- [Required work] Return only the lines starting at the line that contains "--target pale skin" and ending with the final line of the listing; include both endpoints.

Region annotation items

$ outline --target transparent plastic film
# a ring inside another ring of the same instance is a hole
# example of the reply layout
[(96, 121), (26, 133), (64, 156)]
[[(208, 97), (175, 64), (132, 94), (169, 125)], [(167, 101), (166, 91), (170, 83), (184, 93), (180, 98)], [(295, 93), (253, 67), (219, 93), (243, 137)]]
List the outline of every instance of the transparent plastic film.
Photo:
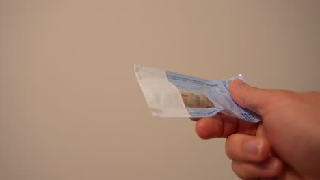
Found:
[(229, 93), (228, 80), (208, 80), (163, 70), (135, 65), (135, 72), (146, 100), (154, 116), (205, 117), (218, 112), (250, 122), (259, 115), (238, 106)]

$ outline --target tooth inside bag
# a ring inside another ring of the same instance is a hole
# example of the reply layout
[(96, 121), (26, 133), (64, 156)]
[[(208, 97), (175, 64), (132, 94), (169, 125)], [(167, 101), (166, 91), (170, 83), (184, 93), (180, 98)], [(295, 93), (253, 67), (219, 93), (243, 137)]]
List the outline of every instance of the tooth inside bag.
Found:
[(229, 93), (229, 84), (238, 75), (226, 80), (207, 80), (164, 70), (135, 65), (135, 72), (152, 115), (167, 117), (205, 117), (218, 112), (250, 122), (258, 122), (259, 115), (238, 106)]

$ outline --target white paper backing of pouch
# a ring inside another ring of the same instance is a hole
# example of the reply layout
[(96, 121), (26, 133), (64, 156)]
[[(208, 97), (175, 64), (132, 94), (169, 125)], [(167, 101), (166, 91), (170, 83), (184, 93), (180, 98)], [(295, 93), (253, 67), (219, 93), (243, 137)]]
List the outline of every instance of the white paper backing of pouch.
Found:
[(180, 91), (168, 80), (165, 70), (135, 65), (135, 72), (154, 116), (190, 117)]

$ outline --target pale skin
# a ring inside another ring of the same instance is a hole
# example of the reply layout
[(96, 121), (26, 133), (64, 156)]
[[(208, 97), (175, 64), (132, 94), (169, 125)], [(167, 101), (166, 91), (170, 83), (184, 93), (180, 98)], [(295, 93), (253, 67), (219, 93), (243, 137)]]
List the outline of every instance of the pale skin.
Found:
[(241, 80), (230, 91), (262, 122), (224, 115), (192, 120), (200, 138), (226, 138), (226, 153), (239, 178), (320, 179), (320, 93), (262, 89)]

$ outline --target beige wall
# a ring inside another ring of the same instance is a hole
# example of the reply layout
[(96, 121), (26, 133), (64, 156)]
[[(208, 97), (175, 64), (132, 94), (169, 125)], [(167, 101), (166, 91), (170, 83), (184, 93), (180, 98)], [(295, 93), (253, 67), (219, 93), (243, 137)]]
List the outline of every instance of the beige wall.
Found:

- [Solution for this exercise]
$ outline --target pale skin
# a ring inside another ring of the same instance is a hole
# example of the reply layout
[(96, 121), (26, 133), (64, 156)]
[[(208, 97), (175, 64), (132, 94), (169, 125)], [(167, 101), (166, 91), (170, 83), (184, 93), (180, 98)], [(295, 93), (253, 67), (219, 93), (243, 137)]]
List the outline of every instance of the pale skin.
Found:
[(241, 80), (230, 91), (262, 122), (224, 115), (192, 120), (200, 138), (226, 138), (226, 153), (239, 178), (320, 179), (320, 93), (262, 89)]

$ outline --target beige wall
# a ring inside another ring of the same instance is a hole
# example of the reply layout
[(96, 121), (26, 133), (64, 156)]
[[(208, 97), (175, 64), (132, 94), (169, 125)], [(167, 101), (166, 91), (170, 83), (184, 93), (180, 98)], [(295, 93), (253, 67), (219, 93), (243, 137)]]
List the outline of every instance of the beige wall.
Found:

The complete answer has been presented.